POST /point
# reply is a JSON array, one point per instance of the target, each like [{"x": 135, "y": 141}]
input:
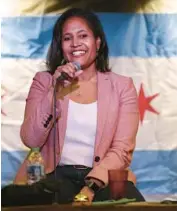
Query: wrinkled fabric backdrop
[{"x": 142, "y": 38}]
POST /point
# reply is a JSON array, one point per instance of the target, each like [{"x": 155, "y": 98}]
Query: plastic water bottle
[{"x": 35, "y": 166}]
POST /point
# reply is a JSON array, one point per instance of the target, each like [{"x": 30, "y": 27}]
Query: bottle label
[{"x": 35, "y": 173}]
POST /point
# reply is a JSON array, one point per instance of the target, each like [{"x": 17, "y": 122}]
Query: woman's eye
[
  {"x": 83, "y": 35},
  {"x": 66, "y": 38}
]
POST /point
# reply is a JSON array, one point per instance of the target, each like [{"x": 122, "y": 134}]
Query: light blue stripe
[
  {"x": 156, "y": 171},
  {"x": 128, "y": 35}
]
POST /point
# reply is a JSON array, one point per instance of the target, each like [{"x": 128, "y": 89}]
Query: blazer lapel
[
  {"x": 63, "y": 121},
  {"x": 103, "y": 96}
]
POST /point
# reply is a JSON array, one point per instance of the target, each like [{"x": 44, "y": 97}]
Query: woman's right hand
[{"x": 68, "y": 68}]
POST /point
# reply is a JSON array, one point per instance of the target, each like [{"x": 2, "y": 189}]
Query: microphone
[{"x": 65, "y": 76}]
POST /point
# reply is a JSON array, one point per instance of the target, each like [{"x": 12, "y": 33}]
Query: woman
[{"x": 97, "y": 111}]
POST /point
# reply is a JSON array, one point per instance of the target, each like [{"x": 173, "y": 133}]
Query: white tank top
[{"x": 79, "y": 141}]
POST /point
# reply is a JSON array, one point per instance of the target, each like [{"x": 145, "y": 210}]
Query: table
[{"x": 136, "y": 206}]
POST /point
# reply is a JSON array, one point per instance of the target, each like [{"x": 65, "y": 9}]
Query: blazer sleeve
[
  {"x": 38, "y": 118},
  {"x": 119, "y": 155}
]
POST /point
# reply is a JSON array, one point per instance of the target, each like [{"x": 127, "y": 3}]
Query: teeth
[{"x": 77, "y": 53}]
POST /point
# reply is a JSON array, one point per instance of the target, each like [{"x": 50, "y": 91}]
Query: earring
[{"x": 97, "y": 52}]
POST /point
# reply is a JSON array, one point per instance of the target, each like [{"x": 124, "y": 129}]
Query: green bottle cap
[{"x": 35, "y": 149}]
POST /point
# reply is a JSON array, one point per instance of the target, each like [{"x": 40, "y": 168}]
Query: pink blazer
[{"x": 117, "y": 124}]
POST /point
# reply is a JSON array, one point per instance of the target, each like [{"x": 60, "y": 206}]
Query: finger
[
  {"x": 66, "y": 83},
  {"x": 78, "y": 73}
]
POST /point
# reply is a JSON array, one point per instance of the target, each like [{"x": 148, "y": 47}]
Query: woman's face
[{"x": 78, "y": 42}]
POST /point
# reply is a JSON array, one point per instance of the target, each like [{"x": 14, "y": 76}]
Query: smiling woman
[{"x": 97, "y": 127}]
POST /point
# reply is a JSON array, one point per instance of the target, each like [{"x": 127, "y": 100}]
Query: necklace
[{"x": 76, "y": 88}]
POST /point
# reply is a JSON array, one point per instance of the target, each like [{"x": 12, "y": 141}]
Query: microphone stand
[{"x": 54, "y": 140}]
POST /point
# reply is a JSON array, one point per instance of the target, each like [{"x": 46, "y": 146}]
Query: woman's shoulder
[
  {"x": 118, "y": 78},
  {"x": 43, "y": 74}
]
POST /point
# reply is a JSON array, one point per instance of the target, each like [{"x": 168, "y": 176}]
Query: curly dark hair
[{"x": 55, "y": 54}]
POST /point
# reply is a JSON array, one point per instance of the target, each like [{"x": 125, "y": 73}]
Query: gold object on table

- [What this task involves]
Collect each line in the records above that contains the word "table" and copy those lines without any changes.

- [Solved problem]
Query: table
Query: gold object on table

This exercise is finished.